## Required action
Retype, word for word, every line from the one holding "I would appreciate your help locating the bicycle frame" through the one holding "I would appreciate your help locating the polka dot pattern" in the entries below, both included, and only those lines.

Start of Material to process

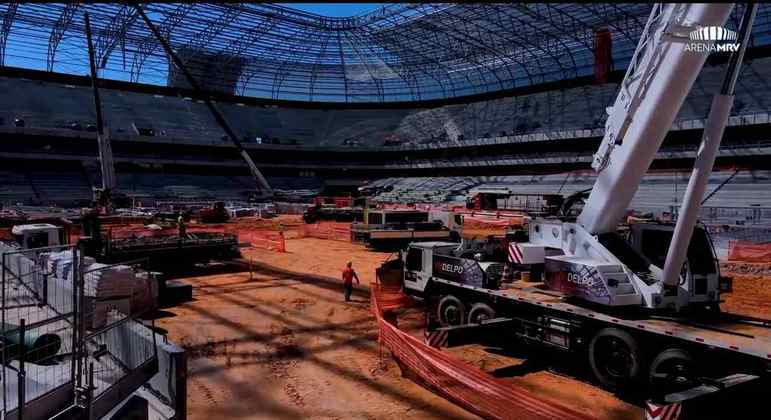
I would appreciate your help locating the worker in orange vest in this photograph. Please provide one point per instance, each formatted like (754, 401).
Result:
(348, 275)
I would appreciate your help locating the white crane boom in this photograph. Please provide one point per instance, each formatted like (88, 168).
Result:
(657, 82)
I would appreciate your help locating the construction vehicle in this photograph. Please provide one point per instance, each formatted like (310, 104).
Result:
(394, 228)
(165, 252)
(640, 307)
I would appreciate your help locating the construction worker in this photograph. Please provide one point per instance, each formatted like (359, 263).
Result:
(348, 275)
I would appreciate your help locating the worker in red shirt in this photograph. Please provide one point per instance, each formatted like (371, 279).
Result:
(348, 275)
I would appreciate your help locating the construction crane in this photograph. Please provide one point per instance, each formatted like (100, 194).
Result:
(104, 195)
(647, 268)
(641, 308)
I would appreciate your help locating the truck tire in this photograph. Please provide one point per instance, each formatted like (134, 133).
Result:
(672, 370)
(480, 312)
(615, 358)
(451, 311)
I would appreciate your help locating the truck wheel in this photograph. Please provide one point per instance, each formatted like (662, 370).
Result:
(672, 370)
(480, 312)
(451, 311)
(615, 358)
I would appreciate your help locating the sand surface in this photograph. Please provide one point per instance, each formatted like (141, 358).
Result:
(271, 345)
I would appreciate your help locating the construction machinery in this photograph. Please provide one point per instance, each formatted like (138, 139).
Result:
(639, 306)
(394, 228)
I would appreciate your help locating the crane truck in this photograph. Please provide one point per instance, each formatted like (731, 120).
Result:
(640, 307)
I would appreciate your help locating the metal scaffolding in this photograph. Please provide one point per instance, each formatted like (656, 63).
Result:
(399, 52)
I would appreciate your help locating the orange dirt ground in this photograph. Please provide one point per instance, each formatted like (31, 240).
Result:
(278, 345)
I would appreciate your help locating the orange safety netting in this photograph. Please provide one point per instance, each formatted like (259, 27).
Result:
(327, 230)
(272, 241)
(749, 252)
(456, 380)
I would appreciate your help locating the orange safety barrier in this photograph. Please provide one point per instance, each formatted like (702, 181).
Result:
(272, 241)
(749, 252)
(456, 380)
(327, 230)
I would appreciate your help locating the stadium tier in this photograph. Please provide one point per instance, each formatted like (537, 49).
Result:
(361, 98)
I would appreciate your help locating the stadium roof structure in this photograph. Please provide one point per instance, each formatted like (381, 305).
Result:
(397, 53)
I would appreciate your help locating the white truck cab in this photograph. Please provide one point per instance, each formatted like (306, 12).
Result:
(36, 235)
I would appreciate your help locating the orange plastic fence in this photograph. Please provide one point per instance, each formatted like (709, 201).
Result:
(749, 252)
(327, 230)
(265, 239)
(458, 381)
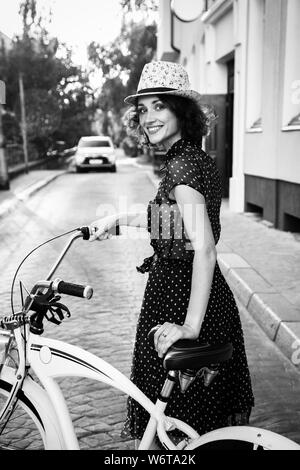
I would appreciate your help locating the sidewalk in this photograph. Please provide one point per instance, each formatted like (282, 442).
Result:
(260, 263)
(23, 186)
(262, 267)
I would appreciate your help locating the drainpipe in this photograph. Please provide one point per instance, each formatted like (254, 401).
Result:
(172, 33)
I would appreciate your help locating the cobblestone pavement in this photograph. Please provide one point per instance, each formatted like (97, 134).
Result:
(105, 325)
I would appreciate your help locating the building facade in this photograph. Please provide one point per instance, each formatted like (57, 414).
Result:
(242, 56)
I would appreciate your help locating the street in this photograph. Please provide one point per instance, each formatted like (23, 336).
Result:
(105, 325)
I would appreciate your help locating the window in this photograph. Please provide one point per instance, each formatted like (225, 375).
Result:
(291, 104)
(255, 64)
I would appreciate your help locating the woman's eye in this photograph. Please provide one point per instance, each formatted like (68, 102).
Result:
(159, 106)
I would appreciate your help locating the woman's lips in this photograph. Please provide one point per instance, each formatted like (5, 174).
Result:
(153, 129)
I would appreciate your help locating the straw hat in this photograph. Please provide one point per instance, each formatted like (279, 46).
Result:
(164, 78)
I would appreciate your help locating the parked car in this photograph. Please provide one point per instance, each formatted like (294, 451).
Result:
(95, 152)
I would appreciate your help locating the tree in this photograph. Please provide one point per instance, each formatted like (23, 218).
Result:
(57, 92)
(121, 63)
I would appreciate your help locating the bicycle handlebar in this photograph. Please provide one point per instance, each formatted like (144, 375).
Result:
(69, 288)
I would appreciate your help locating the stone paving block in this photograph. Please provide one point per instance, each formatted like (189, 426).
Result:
(232, 260)
(269, 310)
(288, 340)
(245, 282)
(223, 247)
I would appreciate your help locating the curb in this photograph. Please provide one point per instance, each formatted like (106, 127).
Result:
(10, 205)
(272, 312)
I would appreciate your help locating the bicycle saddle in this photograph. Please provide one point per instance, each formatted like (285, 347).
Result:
(189, 354)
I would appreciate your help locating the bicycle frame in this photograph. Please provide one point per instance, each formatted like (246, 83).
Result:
(50, 359)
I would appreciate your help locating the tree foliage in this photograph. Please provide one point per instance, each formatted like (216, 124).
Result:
(57, 92)
(121, 63)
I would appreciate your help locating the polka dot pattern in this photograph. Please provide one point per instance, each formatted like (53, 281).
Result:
(228, 400)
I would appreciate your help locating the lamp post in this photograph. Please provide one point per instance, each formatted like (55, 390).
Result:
(23, 122)
(4, 180)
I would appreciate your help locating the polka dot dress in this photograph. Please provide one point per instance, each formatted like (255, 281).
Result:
(229, 399)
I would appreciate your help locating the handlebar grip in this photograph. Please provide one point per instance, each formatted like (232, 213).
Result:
(76, 290)
(114, 230)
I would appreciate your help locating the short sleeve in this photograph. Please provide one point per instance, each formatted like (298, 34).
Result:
(188, 172)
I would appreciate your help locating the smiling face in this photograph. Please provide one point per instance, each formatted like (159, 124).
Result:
(158, 122)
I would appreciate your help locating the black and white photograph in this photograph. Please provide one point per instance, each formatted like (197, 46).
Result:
(150, 227)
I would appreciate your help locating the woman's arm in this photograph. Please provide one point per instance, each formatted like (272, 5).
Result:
(99, 228)
(133, 219)
(198, 229)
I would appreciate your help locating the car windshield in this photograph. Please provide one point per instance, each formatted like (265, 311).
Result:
(94, 143)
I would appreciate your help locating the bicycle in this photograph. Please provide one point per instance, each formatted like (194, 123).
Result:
(25, 351)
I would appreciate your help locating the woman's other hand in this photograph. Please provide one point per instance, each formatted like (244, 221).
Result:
(168, 334)
(99, 229)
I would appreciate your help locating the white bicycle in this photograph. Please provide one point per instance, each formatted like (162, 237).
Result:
(25, 353)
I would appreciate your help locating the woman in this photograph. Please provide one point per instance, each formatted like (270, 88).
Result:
(186, 294)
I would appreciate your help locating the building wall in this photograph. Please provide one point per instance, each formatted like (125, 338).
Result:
(263, 37)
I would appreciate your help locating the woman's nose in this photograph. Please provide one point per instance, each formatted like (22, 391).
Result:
(149, 116)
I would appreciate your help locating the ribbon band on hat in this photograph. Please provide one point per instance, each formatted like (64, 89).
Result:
(155, 90)
(166, 78)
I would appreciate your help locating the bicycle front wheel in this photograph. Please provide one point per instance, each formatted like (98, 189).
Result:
(32, 425)
(242, 438)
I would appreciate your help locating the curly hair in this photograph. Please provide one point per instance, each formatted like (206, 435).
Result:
(194, 121)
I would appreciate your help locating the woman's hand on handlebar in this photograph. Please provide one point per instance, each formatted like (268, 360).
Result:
(102, 229)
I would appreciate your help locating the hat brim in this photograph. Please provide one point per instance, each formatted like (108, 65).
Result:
(191, 94)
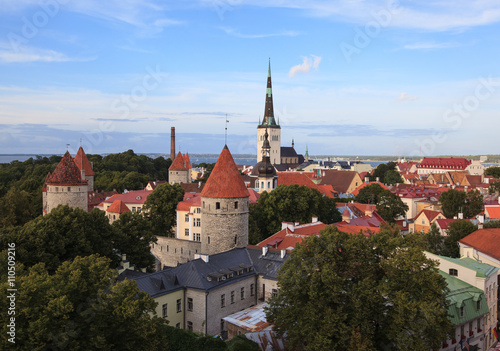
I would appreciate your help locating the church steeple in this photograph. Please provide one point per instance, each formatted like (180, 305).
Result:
(269, 120)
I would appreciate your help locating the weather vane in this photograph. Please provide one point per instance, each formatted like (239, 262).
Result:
(225, 135)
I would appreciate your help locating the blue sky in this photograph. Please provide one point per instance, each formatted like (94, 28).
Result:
(350, 77)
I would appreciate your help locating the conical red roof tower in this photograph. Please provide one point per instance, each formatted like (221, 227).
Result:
(225, 180)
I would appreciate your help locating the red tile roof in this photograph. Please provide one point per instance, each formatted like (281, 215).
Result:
(493, 211)
(82, 162)
(299, 178)
(181, 163)
(117, 207)
(131, 197)
(286, 238)
(484, 240)
(444, 162)
(66, 173)
(356, 191)
(225, 180)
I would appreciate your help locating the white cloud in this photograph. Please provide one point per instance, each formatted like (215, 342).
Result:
(430, 46)
(234, 33)
(306, 65)
(406, 97)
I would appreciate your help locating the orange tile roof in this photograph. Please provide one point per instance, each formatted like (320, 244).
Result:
(285, 238)
(117, 207)
(484, 240)
(225, 180)
(181, 163)
(82, 162)
(66, 173)
(356, 191)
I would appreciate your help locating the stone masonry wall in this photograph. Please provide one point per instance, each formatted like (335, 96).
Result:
(73, 196)
(223, 227)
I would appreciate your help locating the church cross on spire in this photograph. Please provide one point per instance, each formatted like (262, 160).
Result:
(269, 120)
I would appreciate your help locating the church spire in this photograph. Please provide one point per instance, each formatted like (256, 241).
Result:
(268, 120)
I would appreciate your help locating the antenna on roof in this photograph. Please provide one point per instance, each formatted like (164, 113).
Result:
(225, 133)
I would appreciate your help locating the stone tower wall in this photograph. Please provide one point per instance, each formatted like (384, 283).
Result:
(274, 142)
(223, 227)
(74, 196)
(177, 177)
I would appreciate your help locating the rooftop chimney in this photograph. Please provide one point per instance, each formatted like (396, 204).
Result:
(172, 143)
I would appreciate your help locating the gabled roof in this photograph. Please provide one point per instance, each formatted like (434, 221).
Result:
(287, 238)
(225, 180)
(340, 180)
(493, 212)
(288, 151)
(430, 214)
(444, 163)
(117, 207)
(356, 191)
(484, 240)
(66, 173)
(181, 163)
(82, 162)
(131, 197)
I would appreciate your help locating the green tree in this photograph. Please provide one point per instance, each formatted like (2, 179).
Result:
(81, 307)
(369, 194)
(134, 236)
(434, 241)
(289, 203)
(494, 188)
(383, 287)
(390, 206)
(454, 202)
(492, 171)
(160, 208)
(16, 208)
(457, 231)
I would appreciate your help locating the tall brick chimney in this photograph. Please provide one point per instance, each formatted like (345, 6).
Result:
(172, 143)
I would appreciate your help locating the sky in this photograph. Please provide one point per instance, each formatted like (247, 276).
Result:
(350, 77)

End of Material to process

## Written solution
I would appreciate your help locating the bicycle frame in this photograph. Please provide one point per instance, each formatted like (246, 83).
Result:
(50, 359)
I would appreciate your help locating the tree foliage in this photograph. Please provide one point per instance, each formatted like (216, 124).
Result:
(57, 92)
(121, 63)
I would appreciate your help locating the polka dot pattern in this photograph. Please provide one point per instance, each formatted like (53, 281).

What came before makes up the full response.